-- Problem statement --
Track down every line below that holds "instance" and copy it.

○ ○ ○ ○

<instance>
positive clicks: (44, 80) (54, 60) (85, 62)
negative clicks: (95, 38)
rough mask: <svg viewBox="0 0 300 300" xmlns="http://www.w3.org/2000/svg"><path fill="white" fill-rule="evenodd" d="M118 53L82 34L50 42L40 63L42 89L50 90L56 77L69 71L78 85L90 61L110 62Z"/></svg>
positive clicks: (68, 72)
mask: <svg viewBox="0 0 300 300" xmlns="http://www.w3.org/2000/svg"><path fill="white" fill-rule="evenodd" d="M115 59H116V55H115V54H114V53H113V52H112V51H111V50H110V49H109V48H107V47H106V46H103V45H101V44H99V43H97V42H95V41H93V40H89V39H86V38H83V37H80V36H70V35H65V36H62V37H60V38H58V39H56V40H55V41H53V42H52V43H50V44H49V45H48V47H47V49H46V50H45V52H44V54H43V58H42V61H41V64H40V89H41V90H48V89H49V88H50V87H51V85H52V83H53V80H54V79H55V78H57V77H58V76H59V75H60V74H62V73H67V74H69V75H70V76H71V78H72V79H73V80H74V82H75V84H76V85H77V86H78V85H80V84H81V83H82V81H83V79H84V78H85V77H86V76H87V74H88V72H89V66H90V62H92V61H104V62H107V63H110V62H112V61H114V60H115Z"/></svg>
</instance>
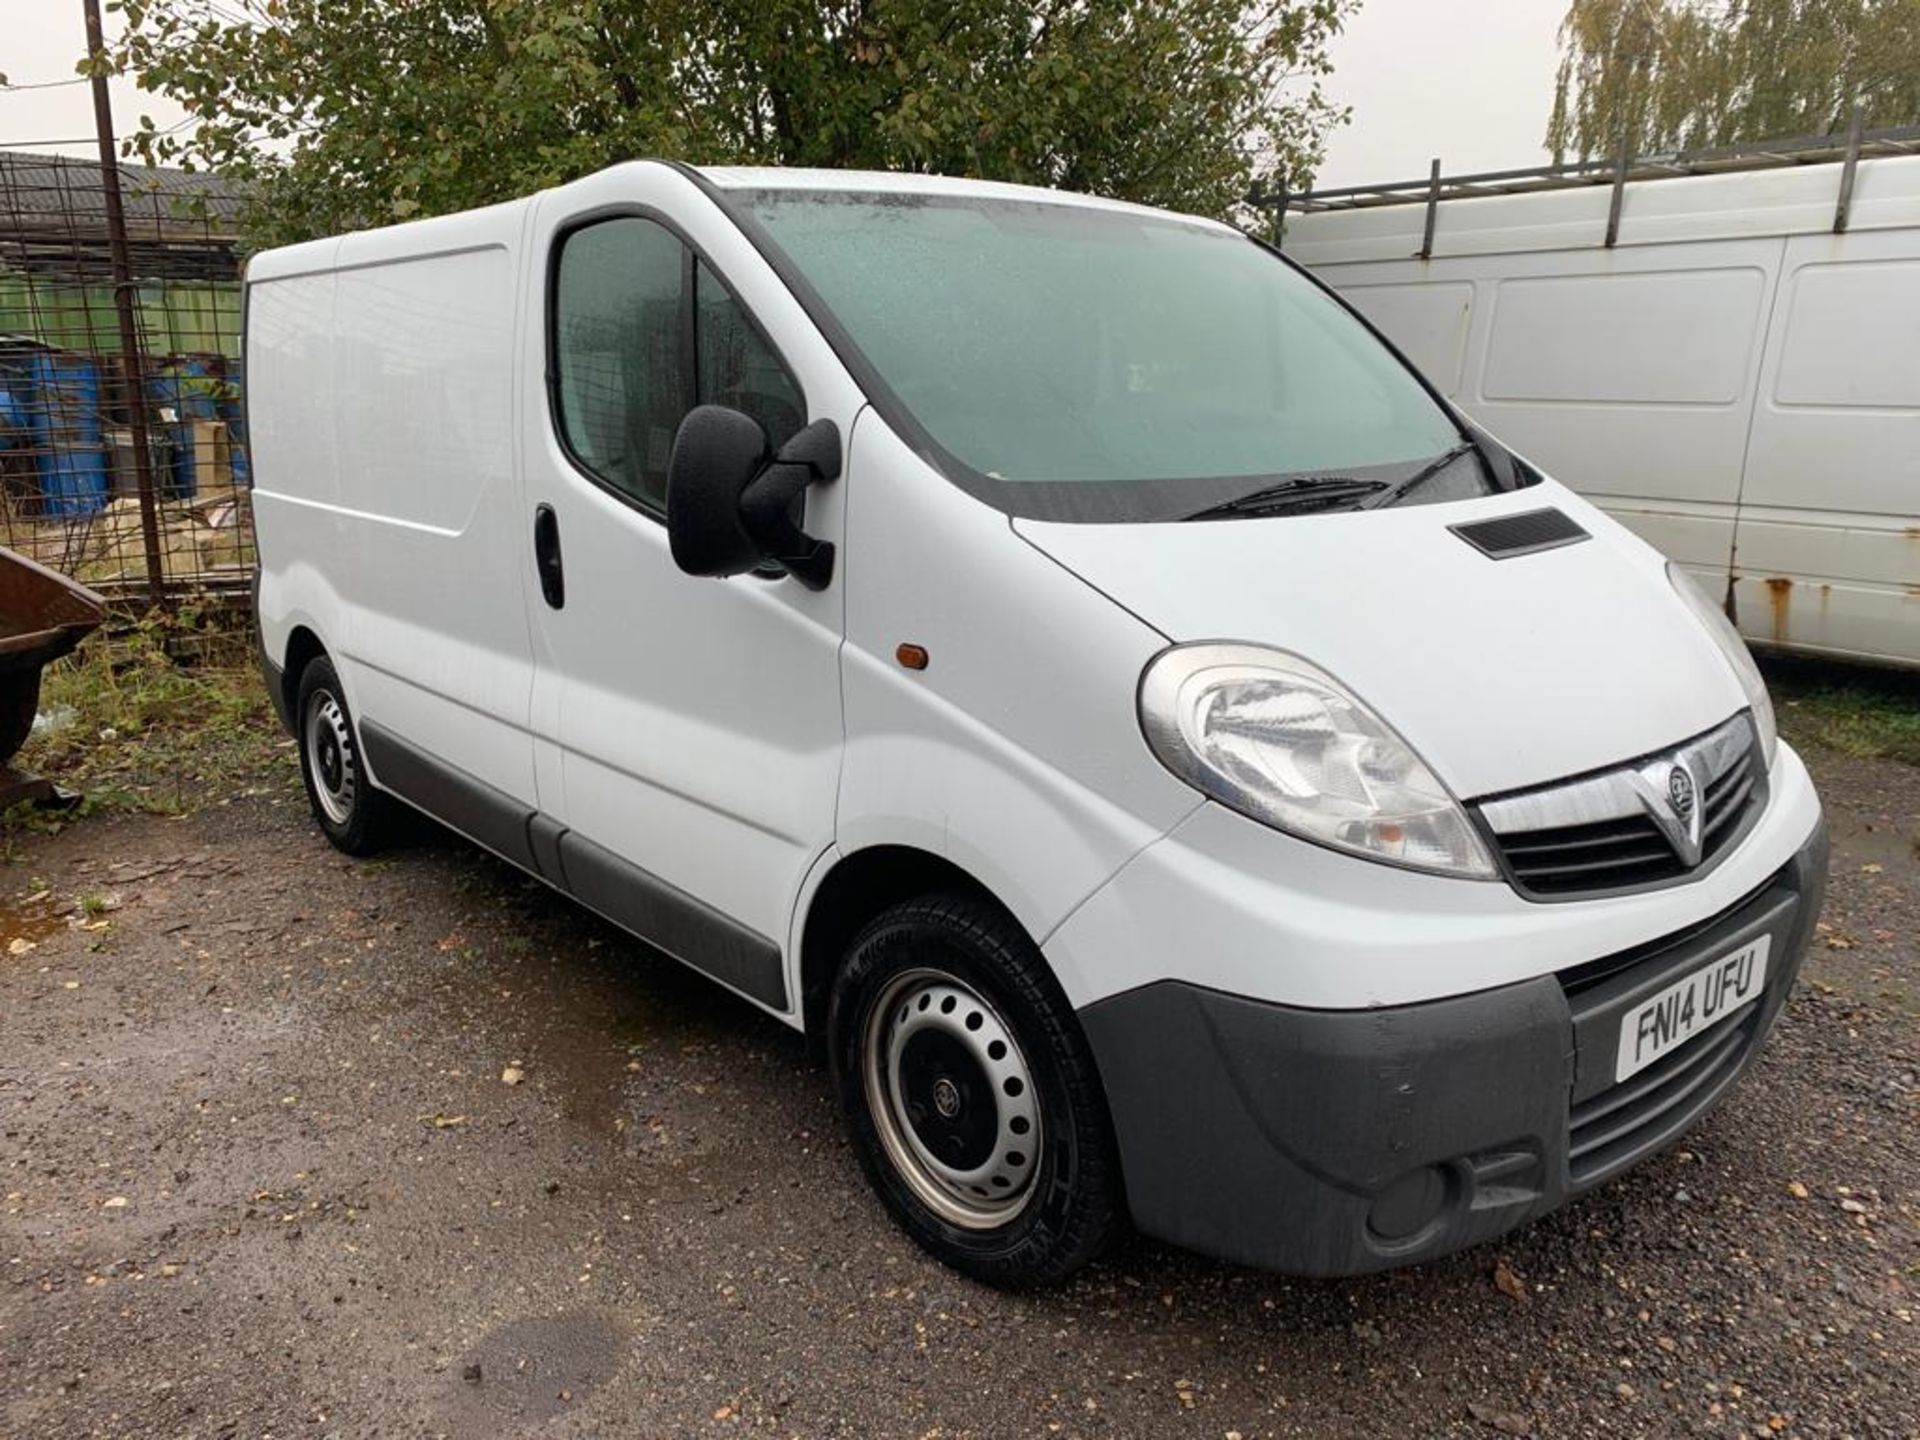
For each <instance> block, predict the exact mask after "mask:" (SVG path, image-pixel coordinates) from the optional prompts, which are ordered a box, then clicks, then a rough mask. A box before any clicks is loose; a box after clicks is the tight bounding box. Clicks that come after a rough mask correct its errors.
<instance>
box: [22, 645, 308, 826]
mask: <svg viewBox="0 0 1920 1440" xmlns="http://www.w3.org/2000/svg"><path fill="white" fill-rule="evenodd" d="M179 657H188V659H179ZM40 712H42V714H46V716H50V718H52V720H54V724H50V726H48V728H46V730H42V732H40V733H36V735H33V737H31V739H29V741H27V745H25V747H23V749H21V756H19V766H21V768H25V770H31V772H38V774H44V776H48V778H50V780H56V781H60V783H61V785H67V787H69V789H79V791H81V793H83V795H84V797H86V799H84V801H83V804H81V808H77V810H69V812H65V814H60V816H48V814H40V812H33V810H27V808H19V810H13V812H10V814H8V816H6V818H4V828H6V831H8V833H13V831H17V829H58V828H61V826H63V824H67V822H71V820H73V818H77V816H83V814H86V812H90V810H96V808H131V810H146V812H150V814H165V816H179V814H188V812H192V810H196V808H200V806H202V804H209V803H215V801H223V799H230V797H232V795H236V793H244V791H248V789H253V787H259V785H286V783H290V780H288V778H290V774H292V766H286V764H282V762H280V756H276V755H275V749H276V745H278V743H280V741H282V735H280V733H278V730H276V726H275V722H273V710H271V705H269V701H267V693H265V687H263V685H261V682H259V670H257V668H253V664H252V655H250V649H248V641H246V637H244V636H234V634H223V632H219V630H215V628H211V626H207V624H205V618H204V616H200V614H196V612H190V611H179V612H175V614H161V612H156V614H150V616H144V618H138V620H131V622H129V620H121V622H115V624H109V626H108V628H106V630H102V632H98V634H94V636H92V637H90V639H88V641H86V643H84V645H81V649H79V651H75V653H73V655H71V657H67V659H65V660H60V662H56V664H52V666H48V670H46V674H44V676H42V682H40Z"/></svg>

○ ○ ○ ○

-- Task answer --
<instance>
</instance>
For each <instance> block, predict the exact mask after "mask:" (SVG path, image-pixel coordinates) from the optional prompts, which are ordered a box, then clicks, then a rough mask. A box before any clicks is loose; a box after clicks is the tight bounding box. Clicks that come after a rough mask correct its errors.
<instance>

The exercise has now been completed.